* [Prompt]: Rescale the material from its start through the line holding "top-left (337, 581), bottom-right (960, 776)", inclusive, by writing out every line again with each coordinate in the answers multiplied by 1.55 and rounded to a whole number, halves rounded up. Leave every other number unchanged.

··· Input rows ···

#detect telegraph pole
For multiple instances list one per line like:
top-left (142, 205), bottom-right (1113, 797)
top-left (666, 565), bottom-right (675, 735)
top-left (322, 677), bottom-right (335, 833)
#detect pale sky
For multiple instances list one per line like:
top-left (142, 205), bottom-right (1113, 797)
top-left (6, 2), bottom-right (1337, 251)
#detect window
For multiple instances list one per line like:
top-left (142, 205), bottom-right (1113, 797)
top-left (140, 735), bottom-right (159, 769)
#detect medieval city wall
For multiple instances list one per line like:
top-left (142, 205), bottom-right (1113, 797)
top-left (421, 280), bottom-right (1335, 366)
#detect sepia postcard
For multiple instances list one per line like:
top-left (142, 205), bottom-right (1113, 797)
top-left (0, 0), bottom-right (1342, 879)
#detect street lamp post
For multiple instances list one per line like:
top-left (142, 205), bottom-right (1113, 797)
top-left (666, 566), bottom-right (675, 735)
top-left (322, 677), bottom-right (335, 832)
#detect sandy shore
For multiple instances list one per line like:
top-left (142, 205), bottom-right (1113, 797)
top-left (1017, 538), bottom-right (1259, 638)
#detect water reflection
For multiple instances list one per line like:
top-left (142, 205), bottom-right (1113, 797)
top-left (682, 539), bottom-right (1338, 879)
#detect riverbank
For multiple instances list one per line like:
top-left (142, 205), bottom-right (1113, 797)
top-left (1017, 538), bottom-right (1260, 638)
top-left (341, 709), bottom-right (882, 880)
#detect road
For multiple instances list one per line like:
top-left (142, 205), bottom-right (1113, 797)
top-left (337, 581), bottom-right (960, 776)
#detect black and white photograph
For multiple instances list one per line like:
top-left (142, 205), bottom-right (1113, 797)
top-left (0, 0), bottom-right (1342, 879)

···

* [Complete answer]:
#detect telegraph pole
For multiple instances list one per line like:
top-left (142, 205), bottom-right (1113, 797)
top-left (1032, 876), bottom-right (1046, 1139)
top-left (499, 1049), bottom-right (519, 1291)
#detect pale sky
For multiple instances list one per line like:
top-left (142, 205), bottom-right (1113, 797)
top-left (9, 3), bottom-right (2072, 389)
#detect window
For multiple instances list one per line like:
top-left (142, 205), bottom-right (1113, 797)
top-left (217, 1139), bottom-right (246, 1192)
#detect medieval city wall
For multiple instances list one per line like:
top-left (142, 205), bottom-right (1113, 797)
top-left (653, 434), bottom-right (2069, 567)
#detect sepia postcard
For multiple instances list one per line like:
top-left (142, 205), bottom-right (1113, 797)
top-left (0, 0), bottom-right (2080, 1362)
#detect street lamp post
For multiple instances list one per line like:
top-left (142, 205), bottom-right (1113, 797)
top-left (1032, 877), bottom-right (1046, 1139)
top-left (499, 1049), bottom-right (519, 1290)
#detect sandy shore
For multiple instances list one per line like:
top-left (142, 205), bottom-right (1113, 797)
top-left (1576, 834), bottom-right (1951, 989)
#detect water reflection
For multiple instances list one per line like:
top-left (142, 205), bottom-right (1113, 797)
top-left (1057, 835), bottom-right (2074, 1362)
#detect riverbank
For multiple instances list one per line like:
top-left (142, 205), bottom-right (1113, 797)
top-left (1576, 834), bottom-right (1953, 989)
top-left (529, 1099), bottom-right (1367, 1364)
#detect road
For multiple instances list one per line like:
top-left (142, 205), bottom-right (1113, 797)
top-left (522, 901), bottom-right (1488, 1203)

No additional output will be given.